Excerpt provided:

House Committee Approves Budget Resolution That Proposes Massive Cuts to Domestic Programs

The House Budget Committee approved its FY18 budget and tax reform blueprint on July 19 along a party-line vote. If approved by Congress, the plan would dramatically re-write federal priorities over the next 10 years. The blueprint increases defense spending by nearly $1 trillion, reduces investments in domestic discretionary programs by $1.3 trillion – to its lowest level since before the Great Depression - and calls for more than $4.4 trillion in cuts to mandatory programs like Medicaid and food stamps that ensure basic living standards for low income families. The blueprint fast-tracks the first $200 billion in cuts to help pay for tax cuts that will largely benefit wealthy Americans.

The blueprint directs the House Financial Services Committee, which oversees affordable housing and community development programs, to find at least $14 billion in savings. It offers states the ability to take block grants for Medicaid and to add strict work requirements on Medicaid and food stamp recipients.

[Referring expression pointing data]
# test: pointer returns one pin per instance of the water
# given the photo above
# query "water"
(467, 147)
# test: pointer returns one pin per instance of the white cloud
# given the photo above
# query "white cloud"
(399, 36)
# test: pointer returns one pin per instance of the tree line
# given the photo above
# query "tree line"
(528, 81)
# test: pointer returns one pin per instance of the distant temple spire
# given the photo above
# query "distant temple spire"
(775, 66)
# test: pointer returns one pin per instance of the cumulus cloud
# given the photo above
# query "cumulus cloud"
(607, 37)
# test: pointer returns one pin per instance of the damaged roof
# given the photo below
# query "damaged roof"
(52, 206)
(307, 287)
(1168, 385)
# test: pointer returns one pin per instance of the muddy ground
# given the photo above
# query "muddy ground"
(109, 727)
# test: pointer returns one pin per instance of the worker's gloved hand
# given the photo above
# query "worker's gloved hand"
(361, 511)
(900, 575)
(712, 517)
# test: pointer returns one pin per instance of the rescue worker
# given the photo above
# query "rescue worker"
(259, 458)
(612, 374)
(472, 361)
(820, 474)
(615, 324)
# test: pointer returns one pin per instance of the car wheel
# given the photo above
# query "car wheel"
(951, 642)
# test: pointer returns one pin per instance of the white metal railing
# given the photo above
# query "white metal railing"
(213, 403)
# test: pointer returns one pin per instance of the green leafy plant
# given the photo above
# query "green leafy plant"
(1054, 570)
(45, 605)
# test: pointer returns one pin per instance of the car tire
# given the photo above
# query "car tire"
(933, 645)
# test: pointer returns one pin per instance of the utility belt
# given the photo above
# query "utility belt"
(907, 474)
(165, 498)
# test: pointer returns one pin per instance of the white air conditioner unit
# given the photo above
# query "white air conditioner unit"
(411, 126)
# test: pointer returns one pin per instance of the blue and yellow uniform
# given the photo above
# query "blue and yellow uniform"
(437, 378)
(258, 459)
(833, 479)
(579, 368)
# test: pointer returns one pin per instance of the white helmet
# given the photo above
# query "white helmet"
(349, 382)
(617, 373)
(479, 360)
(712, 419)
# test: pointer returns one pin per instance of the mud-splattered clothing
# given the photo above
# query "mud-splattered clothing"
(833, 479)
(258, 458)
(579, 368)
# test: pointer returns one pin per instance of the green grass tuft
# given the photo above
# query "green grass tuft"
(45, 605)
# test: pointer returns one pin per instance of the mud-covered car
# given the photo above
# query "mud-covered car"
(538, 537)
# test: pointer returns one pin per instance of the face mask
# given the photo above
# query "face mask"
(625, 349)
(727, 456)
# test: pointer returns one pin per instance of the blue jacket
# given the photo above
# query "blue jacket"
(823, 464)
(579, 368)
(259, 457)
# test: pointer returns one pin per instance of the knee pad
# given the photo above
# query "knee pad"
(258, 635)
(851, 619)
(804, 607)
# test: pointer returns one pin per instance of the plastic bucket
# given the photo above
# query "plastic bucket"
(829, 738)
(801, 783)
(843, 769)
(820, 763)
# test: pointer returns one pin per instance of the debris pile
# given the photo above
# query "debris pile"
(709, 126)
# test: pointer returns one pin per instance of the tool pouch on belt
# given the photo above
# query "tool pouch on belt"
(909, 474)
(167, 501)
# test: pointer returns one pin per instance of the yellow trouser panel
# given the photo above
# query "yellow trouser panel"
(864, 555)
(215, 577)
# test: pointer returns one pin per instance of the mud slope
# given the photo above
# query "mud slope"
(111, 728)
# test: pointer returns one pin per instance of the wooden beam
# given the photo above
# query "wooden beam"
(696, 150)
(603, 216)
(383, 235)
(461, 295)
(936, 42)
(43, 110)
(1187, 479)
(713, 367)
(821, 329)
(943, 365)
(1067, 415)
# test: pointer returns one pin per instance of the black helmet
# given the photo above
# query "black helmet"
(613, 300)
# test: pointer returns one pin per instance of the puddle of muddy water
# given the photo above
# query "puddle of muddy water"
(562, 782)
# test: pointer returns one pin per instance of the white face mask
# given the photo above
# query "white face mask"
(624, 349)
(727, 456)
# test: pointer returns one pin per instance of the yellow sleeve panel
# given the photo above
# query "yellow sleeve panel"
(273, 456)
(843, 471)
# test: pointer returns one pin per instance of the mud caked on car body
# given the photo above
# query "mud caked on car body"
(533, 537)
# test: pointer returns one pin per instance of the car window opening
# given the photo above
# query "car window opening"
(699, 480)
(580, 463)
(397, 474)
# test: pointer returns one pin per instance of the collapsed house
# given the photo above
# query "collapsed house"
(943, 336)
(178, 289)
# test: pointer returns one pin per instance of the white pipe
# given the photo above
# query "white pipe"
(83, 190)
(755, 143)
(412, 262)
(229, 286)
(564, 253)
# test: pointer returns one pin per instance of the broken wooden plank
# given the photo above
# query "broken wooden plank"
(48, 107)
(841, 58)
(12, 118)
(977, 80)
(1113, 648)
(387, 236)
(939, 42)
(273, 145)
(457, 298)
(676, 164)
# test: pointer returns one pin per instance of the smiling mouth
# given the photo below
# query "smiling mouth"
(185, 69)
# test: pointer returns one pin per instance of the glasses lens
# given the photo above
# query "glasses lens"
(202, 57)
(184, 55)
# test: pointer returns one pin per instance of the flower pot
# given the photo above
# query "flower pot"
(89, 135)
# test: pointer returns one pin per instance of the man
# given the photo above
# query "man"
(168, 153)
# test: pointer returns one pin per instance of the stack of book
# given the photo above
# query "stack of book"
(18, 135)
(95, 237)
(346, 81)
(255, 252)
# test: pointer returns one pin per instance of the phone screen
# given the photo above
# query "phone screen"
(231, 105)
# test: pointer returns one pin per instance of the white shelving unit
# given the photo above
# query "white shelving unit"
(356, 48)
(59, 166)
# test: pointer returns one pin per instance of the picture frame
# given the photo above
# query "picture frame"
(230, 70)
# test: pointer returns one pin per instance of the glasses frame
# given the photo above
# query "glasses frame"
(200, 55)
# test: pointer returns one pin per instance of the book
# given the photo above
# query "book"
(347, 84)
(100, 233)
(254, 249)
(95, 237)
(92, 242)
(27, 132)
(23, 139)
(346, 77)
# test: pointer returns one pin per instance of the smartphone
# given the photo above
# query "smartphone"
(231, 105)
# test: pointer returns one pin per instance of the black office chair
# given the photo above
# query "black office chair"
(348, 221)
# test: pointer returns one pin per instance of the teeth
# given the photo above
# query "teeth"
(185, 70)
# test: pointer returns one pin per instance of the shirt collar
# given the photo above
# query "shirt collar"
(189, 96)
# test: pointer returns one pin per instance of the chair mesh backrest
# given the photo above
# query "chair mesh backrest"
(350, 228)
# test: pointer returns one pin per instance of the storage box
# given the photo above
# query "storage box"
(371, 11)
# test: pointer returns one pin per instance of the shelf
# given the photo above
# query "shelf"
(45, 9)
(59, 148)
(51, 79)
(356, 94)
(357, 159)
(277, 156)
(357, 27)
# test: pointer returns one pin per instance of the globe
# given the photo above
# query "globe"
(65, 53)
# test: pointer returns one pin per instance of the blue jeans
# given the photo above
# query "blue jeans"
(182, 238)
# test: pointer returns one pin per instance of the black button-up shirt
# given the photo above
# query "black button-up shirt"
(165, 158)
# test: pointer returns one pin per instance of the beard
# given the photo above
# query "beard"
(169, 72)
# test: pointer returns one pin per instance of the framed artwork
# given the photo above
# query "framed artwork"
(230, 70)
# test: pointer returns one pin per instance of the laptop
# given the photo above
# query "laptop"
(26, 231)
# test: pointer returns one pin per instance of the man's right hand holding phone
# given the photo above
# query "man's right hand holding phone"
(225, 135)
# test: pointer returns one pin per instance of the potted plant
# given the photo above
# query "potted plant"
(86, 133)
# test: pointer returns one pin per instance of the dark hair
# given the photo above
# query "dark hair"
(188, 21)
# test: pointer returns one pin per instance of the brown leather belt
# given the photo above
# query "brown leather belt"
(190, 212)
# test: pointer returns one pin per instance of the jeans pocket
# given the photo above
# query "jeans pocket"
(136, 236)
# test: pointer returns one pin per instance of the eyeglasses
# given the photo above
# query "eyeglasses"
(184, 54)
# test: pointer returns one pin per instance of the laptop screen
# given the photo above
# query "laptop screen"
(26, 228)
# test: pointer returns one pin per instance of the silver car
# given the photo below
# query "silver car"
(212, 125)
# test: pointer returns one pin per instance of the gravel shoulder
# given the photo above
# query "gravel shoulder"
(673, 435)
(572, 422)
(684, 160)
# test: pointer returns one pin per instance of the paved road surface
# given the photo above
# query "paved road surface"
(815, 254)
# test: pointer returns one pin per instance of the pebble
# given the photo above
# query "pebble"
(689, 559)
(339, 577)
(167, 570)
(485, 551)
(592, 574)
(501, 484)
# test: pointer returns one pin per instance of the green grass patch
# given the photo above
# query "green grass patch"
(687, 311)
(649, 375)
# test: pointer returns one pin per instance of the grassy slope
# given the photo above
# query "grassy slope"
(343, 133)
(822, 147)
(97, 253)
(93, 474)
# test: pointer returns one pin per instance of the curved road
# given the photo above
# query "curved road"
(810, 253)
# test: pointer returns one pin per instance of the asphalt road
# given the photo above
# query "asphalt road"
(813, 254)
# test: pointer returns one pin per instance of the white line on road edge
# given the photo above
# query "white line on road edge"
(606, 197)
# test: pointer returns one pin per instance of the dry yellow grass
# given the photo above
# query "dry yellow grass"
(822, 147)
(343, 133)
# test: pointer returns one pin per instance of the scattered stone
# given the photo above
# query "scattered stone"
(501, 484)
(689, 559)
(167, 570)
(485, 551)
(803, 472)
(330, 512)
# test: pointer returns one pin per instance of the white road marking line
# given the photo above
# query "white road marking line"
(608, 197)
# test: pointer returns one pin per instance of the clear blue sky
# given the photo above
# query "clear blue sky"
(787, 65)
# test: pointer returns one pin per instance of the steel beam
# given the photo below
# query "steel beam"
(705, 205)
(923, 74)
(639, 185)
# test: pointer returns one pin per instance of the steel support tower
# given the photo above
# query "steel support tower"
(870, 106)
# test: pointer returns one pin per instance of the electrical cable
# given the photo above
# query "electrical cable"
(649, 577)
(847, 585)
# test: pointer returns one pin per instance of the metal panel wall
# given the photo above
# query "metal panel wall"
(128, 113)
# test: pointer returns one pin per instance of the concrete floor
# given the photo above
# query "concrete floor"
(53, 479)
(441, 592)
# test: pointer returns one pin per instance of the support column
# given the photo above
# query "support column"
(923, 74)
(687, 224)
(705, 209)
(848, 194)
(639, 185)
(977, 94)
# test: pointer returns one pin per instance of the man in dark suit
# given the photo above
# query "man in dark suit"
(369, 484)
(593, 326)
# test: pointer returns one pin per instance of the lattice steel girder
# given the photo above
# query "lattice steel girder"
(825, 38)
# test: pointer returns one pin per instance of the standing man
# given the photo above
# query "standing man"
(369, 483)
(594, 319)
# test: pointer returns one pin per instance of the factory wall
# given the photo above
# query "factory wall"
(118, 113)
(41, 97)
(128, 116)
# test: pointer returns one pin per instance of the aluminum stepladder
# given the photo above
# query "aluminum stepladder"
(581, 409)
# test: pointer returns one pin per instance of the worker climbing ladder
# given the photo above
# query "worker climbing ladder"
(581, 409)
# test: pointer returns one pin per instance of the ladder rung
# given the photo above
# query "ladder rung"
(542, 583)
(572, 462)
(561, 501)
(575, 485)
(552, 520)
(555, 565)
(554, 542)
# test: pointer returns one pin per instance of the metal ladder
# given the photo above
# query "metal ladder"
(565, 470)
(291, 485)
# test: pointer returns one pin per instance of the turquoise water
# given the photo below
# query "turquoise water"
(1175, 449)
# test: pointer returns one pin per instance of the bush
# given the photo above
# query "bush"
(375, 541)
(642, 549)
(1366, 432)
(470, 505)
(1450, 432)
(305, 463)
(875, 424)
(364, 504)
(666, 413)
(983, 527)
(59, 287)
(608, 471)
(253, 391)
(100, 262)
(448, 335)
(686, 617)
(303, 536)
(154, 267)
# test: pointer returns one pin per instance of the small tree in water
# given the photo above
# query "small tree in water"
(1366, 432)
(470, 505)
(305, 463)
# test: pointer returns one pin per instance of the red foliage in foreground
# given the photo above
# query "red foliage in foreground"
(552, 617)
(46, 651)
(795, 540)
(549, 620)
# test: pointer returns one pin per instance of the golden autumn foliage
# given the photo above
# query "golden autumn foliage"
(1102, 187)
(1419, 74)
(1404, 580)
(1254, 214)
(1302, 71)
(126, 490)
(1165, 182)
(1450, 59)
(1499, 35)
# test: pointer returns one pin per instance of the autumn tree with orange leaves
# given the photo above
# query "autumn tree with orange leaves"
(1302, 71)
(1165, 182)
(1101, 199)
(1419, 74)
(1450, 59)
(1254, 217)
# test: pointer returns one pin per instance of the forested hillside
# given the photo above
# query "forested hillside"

Your goal: Reproduce the entire article on the House Budget Committee's FY18 budget resolution word for word. The material has no connection to the article about the House budget resolution.

Task answer:
House Committee Approves Budget Resolution That Proposes Massive Cuts to Domestic Programs

The House Budget Committee approved its FY18 budget and tax reform blueprint on July 19 along a party-line vote. If approved by Congress, the plan would dramatically re-write federal priorities over the next 10 years. The blueprint increases defense spending by nearly $1 trillion, reduces investments in domestic discretionary programs by $1.3 trillion – to its lowest level since before the Great Depression - and calls for more than $4.4 trillion in cuts to mandatory programs like Medicaid and food stamps that ensure basic living standards for low income families. The blueprint fast-tracks the first $200 billion in cuts to help pay for tax cuts that will largely benefit wealthy Americans.

The blueprint directs the House Financial Services Committee, which oversees affordable housing and community development programs, to find at least $14 billion in savings. It offers states the ability to take block grants for Medicaid and to add strict work requirements on Medicaid and food stamp recipients.